◆ Aim of the task: List every Legendre expansion coefficient that the climate passage names by its symbol.

Global mean SATA time series of the ECHO-G SMEs can be decomposed into *scale*, *trend*, and decadal shorter-term components using the Legendre series expansions. The decomposition is applied to SATAs for the whole twentieth century (1900–99) and its first (1900–49) and second halves (1950–99). This allows an assessment of the different external forcing factors in different periods and a quantification of simple comparisons between observed and simulated time series described above. Figure 4 (left) shows the distributions of Legendre expansion coefficients for the three forced ECHO-G SMEs for the whole twentieth century. There is clear evidence that the observed coefficients *a*_{0} and *a*_{1} (amplitude for *scale* and *trend*) have positive values lying outside of the uncertainty range of ECHO-G_PD. Observed coefficients for higher degrees are within the range of internal variability (also see Fig. 1). It is found that observed coefficients *a*_{3} and *a*_{4} are significantly different from the mean of ECHO-G_PD at the 5% level assuming normal distributions, while *a*_{2} is not. In terms of conventional univariate statistics, this means that external forcing signals in global mean SATs can be detected only on time scales longer than about 50 yr, which is consistent with a previous study by Stott and Tett (1998).

◆ Provided material:
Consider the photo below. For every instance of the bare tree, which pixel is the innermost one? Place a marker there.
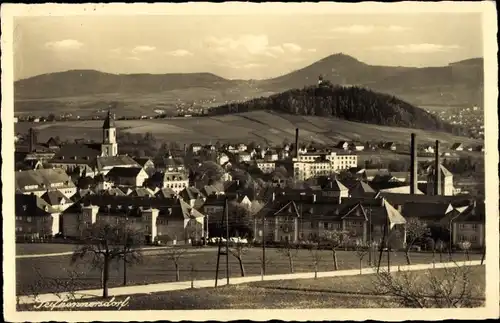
(447, 288)
(238, 250)
(440, 247)
(103, 243)
(361, 252)
(316, 256)
(175, 254)
(264, 261)
(465, 246)
(334, 239)
(415, 230)
(290, 251)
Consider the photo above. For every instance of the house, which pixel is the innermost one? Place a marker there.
(222, 158)
(295, 221)
(146, 163)
(242, 147)
(343, 145)
(467, 224)
(370, 174)
(141, 192)
(192, 196)
(390, 146)
(167, 193)
(447, 186)
(127, 176)
(177, 181)
(428, 149)
(35, 218)
(457, 147)
(265, 166)
(195, 148)
(357, 146)
(106, 163)
(53, 143)
(244, 156)
(163, 220)
(361, 189)
(40, 181)
(271, 155)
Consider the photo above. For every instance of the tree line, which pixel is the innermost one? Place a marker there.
(349, 103)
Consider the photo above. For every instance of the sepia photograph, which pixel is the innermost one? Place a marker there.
(250, 157)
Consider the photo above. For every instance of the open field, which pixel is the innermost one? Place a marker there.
(138, 104)
(156, 267)
(258, 126)
(333, 292)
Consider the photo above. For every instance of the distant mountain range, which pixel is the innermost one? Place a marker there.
(459, 83)
(349, 103)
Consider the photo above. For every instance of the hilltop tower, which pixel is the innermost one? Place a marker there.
(109, 146)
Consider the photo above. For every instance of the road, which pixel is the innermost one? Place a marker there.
(46, 274)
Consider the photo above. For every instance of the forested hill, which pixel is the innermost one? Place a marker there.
(349, 103)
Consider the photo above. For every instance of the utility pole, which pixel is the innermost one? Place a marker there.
(370, 236)
(220, 252)
(263, 244)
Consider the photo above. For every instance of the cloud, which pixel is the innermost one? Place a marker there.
(395, 28)
(354, 29)
(250, 45)
(67, 44)
(180, 53)
(366, 29)
(143, 49)
(294, 48)
(424, 48)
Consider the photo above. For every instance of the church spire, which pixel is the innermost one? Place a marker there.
(109, 122)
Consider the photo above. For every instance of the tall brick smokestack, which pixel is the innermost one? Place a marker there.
(32, 140)
(297, 143)
(414, 165)
(437, 171)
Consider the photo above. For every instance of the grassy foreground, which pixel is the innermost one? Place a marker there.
(335, 292)
(156, 267)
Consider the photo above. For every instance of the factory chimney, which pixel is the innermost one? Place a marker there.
(414, 165)
(32, 140)
(437, 171)
(297, 143)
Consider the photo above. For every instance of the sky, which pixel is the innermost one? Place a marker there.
(239, 46)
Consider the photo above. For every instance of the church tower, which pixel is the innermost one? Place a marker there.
(109, 147)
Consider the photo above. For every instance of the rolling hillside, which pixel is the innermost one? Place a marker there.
(349, 103)
(459, 83)
(259, 126)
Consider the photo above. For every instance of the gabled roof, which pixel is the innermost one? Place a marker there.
(166, 193)
(124, 172)
(361, 188)
(84, 153)
(42, 177)
(337, 186)
(115, 161)
(400, 190)
(427, 210)
(141, 192)
(190, 193)
(54, 198)
(29, 205)
(109, 122)
(143, 160)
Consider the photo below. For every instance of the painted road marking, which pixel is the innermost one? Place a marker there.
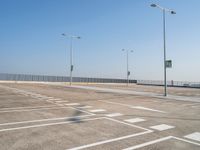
(97, 110)
(114, 115)
(115, 139)
(84, 107)
(43, 125)
(159, 140)
(194, 136)
(50, 119)
(134, 120)
(131, 106)
(36, 109)
(162, 127)
(72, 104)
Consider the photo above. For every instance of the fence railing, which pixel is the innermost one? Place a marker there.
(170, 83)
(46, 78)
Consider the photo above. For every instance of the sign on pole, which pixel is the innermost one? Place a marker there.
(168, 63)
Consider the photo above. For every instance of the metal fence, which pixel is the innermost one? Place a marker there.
(45, 78)
(170, 83)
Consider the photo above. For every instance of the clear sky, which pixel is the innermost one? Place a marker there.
(31, 41)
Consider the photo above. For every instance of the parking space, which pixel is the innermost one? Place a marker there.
(41, 116)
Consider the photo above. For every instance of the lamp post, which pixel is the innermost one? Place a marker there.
(127, 63)
(164, 10)
(71, 54)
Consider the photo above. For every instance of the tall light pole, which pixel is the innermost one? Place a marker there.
(71, 54)
(127, 63)
(164, 10)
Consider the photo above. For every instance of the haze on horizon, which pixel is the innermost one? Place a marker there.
(31, 41)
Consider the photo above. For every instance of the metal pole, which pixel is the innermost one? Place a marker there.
(127, 68)
(71, 60)
(164, 40)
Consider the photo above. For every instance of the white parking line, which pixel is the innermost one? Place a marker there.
(22, 110)
(43, 125)
(114, 115)
(97, 110)
(41, 120)
(149, 109)
(159, 140)
(84, 107)
(162, 127)
(148, 143)
(134, 120)
(115, 139)
(194, 136)
(131, 106)
(14, 108)
(72, 104)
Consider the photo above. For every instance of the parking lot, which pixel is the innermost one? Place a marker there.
(57, 117)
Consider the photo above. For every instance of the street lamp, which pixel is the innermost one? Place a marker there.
(71, 54)
(164, 10)
(128, 72)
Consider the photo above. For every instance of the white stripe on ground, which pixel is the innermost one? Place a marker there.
(42, 120)
(72, 104)
(43, 125)
(134, 120)
(157, 141)
(162, 127)
(114, 115)
(19, 110)
(148, 143)
(150, 94)
(108, 141)
(149, 109)
(84, 107)
(131, 106)
(194, 136)
(14, 108)
(97, 110)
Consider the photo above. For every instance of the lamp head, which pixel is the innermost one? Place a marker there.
(172, 12)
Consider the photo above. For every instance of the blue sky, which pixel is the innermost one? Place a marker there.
(31, 41)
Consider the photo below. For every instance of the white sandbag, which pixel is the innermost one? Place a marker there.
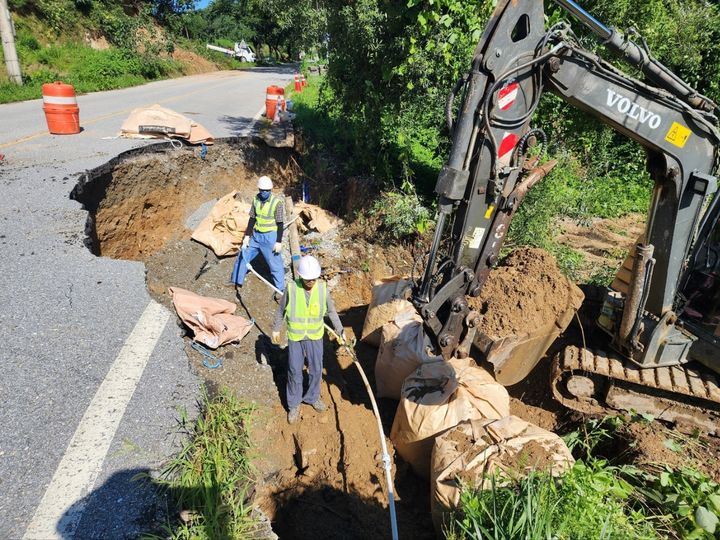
(437, 397)
(389, 299)
(403, 348)
(474, 451)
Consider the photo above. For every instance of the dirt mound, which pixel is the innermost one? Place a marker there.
(525, 292)
(142, 199)
(603, 243)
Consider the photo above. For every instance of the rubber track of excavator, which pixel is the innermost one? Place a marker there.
(689, 387)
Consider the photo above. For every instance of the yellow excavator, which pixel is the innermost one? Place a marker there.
(661, 315)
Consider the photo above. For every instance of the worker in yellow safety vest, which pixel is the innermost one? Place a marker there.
(303, 307)
(263, 235)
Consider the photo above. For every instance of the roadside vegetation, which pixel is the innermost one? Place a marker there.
(392, 65)
(211, 480)
(101, 45)
(600, 496)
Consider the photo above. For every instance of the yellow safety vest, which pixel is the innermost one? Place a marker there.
(305, 319)
(265, 213)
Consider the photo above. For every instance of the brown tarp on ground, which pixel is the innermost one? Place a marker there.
(211, 319)
(223, 228)
(474, 451)
(159, 122)
(437, 397)
(389, 299)
(403, 348)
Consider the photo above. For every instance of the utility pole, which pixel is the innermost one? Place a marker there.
(7, 33)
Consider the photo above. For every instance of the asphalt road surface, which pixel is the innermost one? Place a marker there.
(93, 376)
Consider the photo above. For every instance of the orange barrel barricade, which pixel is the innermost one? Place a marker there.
(61, 111)
(274, 96)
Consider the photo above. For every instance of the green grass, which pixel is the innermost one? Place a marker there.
(589, 501)
(87, 69)
(212, 475)
(597, 498)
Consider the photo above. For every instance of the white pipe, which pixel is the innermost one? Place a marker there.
(386, 456)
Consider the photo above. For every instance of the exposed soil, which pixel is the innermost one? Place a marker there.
(604, 243)
(322, 477)
(524, 293)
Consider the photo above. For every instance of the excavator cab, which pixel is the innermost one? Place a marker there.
(668, 314)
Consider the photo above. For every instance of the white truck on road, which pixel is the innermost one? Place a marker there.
(241, 51)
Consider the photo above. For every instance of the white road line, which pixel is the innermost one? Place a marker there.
(248, 130)
(61, 508)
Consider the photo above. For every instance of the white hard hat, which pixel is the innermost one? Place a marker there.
(264, 182)
(309, 267)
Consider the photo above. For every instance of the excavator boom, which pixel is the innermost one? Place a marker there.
(491, 168)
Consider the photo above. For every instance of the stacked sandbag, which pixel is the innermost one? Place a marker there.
(404, 347)
(474, 451)
(389, 298)
(437, 397)
(223, 228)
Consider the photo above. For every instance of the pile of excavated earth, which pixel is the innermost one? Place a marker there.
(323, 477)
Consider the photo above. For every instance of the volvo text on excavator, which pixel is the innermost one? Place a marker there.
(662, 313)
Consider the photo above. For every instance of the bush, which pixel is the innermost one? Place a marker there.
(401, 213)
(591, 500)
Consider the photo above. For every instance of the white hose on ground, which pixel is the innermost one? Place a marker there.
(386, 457)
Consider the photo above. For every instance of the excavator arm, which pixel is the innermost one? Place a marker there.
(491, 168)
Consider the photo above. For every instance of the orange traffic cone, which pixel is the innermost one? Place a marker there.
(276, 117)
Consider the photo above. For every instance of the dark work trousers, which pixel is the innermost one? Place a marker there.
(297, 352)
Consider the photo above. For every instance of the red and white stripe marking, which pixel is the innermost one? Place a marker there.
(505, 150)
(60, 100)
(507, 95)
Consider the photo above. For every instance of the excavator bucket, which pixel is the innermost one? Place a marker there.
(513, 357)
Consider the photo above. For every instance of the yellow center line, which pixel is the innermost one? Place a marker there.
(106, 116)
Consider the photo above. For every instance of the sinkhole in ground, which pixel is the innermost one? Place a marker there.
(142, 206)
(143, 198)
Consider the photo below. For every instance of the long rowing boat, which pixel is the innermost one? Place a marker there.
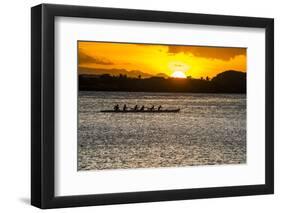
(142, 111)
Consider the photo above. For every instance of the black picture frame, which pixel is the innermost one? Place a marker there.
(43, 105)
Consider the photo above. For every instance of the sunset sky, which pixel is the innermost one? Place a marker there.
(195, 61)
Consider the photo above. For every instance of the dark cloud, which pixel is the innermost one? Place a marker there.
(209, 52)
(84, 58)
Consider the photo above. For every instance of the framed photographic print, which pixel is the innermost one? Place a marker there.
(139, 106)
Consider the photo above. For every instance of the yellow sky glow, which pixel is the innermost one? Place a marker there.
(194, 61)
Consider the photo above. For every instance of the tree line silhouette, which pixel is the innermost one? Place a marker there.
(226, 82)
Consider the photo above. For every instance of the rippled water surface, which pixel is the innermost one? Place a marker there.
(209, 129)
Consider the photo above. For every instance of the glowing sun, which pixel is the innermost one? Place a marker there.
(178, 74)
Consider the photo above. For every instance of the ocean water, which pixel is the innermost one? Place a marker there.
(210, 129)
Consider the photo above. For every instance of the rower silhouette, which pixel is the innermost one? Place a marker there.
(124, 107)
(136, 108)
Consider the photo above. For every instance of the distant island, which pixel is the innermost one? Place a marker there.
(230, 81)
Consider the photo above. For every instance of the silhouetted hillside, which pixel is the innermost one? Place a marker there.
(226, 82)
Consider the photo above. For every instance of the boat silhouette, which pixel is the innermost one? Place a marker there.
(142, 111)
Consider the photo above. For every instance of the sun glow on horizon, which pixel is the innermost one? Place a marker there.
(178, 74)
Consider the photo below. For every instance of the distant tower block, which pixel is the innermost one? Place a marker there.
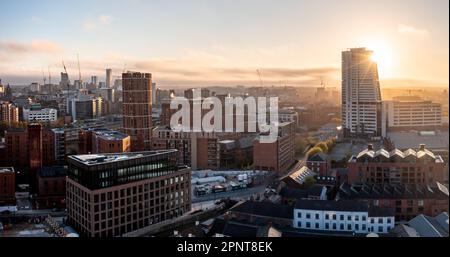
(137, 109)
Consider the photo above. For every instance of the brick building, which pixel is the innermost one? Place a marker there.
(407, 200)
(408, 167)
(319, 163)
(51, 187)
(137, 109)
(113, 194)
(278, 156)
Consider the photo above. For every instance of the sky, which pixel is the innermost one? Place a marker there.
(186, 43)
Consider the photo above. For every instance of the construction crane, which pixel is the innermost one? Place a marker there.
(259, 75)
(43, 76)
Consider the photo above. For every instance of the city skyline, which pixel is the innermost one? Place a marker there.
(200, 43)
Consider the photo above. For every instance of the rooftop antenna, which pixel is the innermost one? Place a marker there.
(68, 88)
(259, 75)
(43, 76)
(79, 70)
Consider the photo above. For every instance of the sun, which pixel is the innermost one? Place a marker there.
(383, 56)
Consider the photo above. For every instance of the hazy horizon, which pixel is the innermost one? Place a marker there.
(223, 43)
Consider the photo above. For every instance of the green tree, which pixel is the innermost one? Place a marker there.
(309, 181)
(323, 146)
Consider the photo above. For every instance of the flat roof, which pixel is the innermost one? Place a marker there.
(96, 159)
(6, 170)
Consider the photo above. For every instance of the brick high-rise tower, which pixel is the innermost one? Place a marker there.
(137, 109)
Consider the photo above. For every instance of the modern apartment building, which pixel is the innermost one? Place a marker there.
(137, 109)
(86, 107)
(412, 113)
(408, 200)
(7, 186)
(42, 115)
(278, 156)
(113, 194)
(342, 216)
(408, 167)
(361, 97)
(9, 113)
(198, 150)
(95, 140)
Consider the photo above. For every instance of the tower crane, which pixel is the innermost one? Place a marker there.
(79, 70)
(43, 76)
(259, 75)
(49, 76)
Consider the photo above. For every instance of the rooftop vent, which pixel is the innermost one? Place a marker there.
(422, 147)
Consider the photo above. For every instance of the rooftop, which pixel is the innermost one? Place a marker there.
(52, 171)
(394, 191)
(428, 226)
(324, 205)
(96, 159)
(299, 175)
(396, 155)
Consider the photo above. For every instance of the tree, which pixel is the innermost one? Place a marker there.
(323, 146)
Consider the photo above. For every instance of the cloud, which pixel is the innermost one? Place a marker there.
(36, 46)
(405, 29)
(100, 21)
(37, 19)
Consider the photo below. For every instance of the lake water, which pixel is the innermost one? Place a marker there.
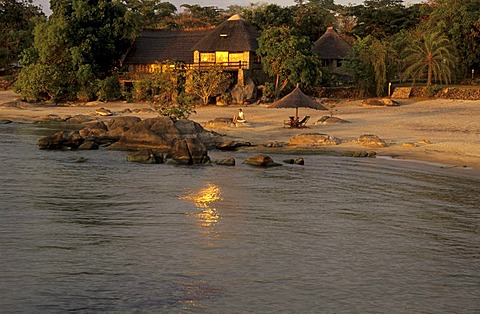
(337, 235)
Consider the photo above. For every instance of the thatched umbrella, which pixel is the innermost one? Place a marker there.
(297, 99)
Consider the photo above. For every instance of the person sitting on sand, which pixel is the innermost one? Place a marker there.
(240, 117)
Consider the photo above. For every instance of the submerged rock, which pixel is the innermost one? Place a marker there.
(261, 161)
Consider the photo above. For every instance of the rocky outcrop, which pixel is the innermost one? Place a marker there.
(370, 140)
(261, 161)
(146, 156)
(242, 94)
(313, 139)
(379, 102)
(61, 140)
(330, 120)
(188, 151)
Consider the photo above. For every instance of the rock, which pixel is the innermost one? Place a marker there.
(119, 125)
(361, 154)
(226, 162)
(219, 123)
(80, 118)
(299, 161)
(146, 156)
(60, 140)
(88, 145)
(274, 144)
(155, 133)
(261, 161)
(371, 140)
(314, 139)
(242, 94)
(423, 142)
(103, 112)
(376, 102)
(94, 130)
(232, 145)
(330, 120)
(189, 151)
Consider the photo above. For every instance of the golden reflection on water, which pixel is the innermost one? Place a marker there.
(208, 216)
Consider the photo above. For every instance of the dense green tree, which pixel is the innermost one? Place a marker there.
(153, 14)
(381, 18)
(312, 18)
(459, 20)
(287, 57)
(266, 16)
(17, 20)
(370, 64)
(207, 83)
(430, 56)
(82, 41)
(196, 16)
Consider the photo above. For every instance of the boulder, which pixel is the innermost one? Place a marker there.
(119, 125)
(103, 112)
(88, 145)
(330, 120)
(94, 130)
(146, 156)
(244, 93)
(156, 133)
(232, 145)
(189, 151)
(261, 161)
(219, 123)
(226, 162)
(62, 139)
(371, 140)
(314, 139)
(379, 102)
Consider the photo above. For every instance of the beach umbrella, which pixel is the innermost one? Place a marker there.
(297, 99)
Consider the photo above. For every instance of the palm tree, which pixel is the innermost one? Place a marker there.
(433, 55)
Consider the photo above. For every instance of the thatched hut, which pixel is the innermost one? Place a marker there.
(331, 48)
(231, 45)
(152, 48)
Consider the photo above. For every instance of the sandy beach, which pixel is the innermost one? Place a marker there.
(434, 130)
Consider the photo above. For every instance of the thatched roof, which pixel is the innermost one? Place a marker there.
(330, 46)
(163, 45)
(235, 35)
(297, 99)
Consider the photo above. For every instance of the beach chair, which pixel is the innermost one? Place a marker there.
(302, 123)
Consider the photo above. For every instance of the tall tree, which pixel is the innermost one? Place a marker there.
(287, 57)
(459, 20)
(81, 42)
(430, 56)
(17, 20)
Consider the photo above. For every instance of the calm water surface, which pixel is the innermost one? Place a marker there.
(335, 235)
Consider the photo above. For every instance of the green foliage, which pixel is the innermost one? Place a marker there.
(383, 18)
(287, 57)
(207, 83)
(109, 89)
(430, 56)
(83, 42)
(460, 22)
(369, 64)
(17, 20)
(38, 82)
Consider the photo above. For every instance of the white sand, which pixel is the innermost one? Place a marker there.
(452, 126)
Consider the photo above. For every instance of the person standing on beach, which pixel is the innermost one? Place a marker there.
(240, 117)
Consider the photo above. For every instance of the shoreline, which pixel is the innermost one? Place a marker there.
(451, 126)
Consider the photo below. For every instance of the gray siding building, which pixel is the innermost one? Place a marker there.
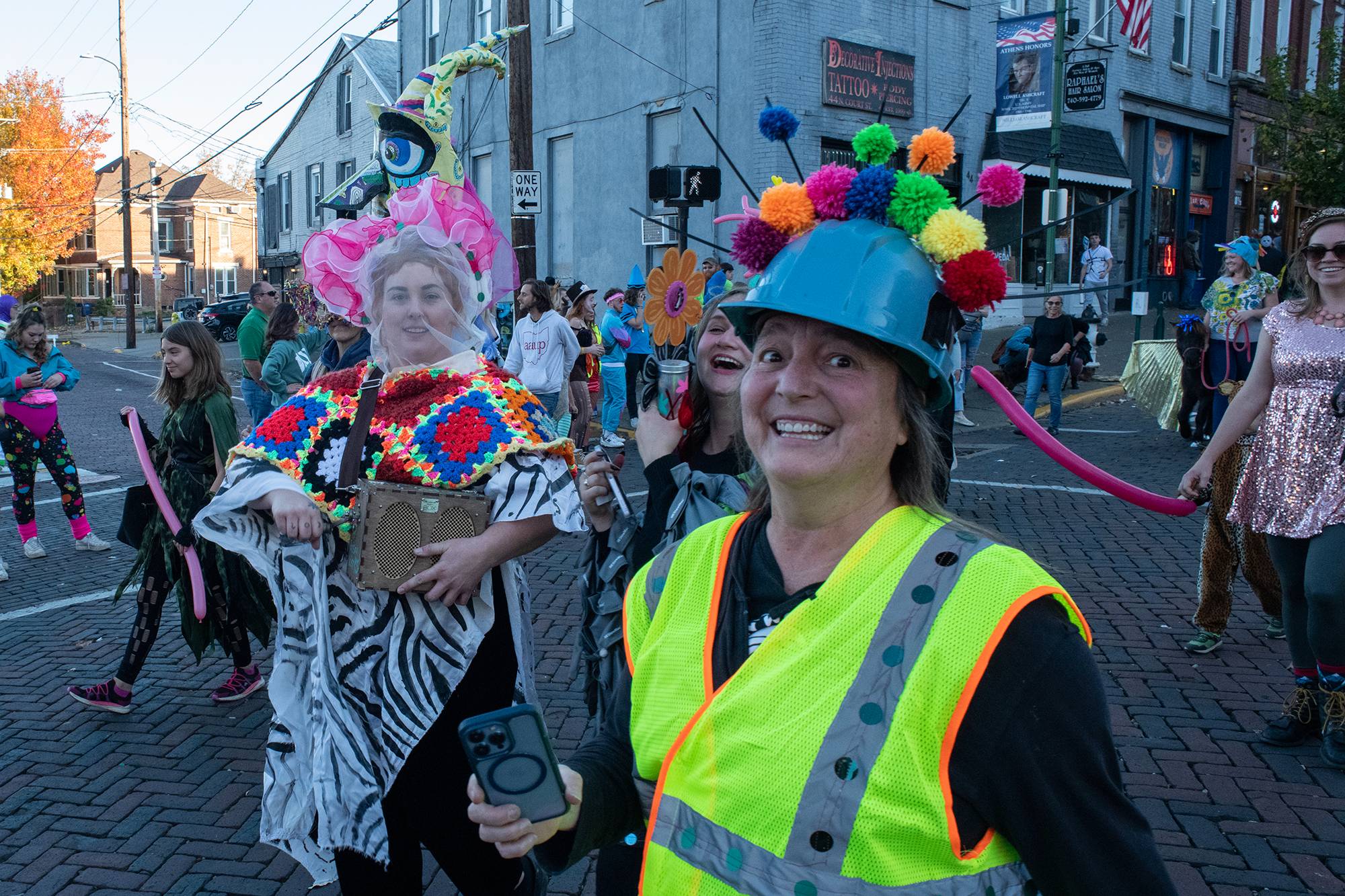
(617, 88)
(330, 138)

◆ Solution to this exercise: a0, a1, a2, a3, a4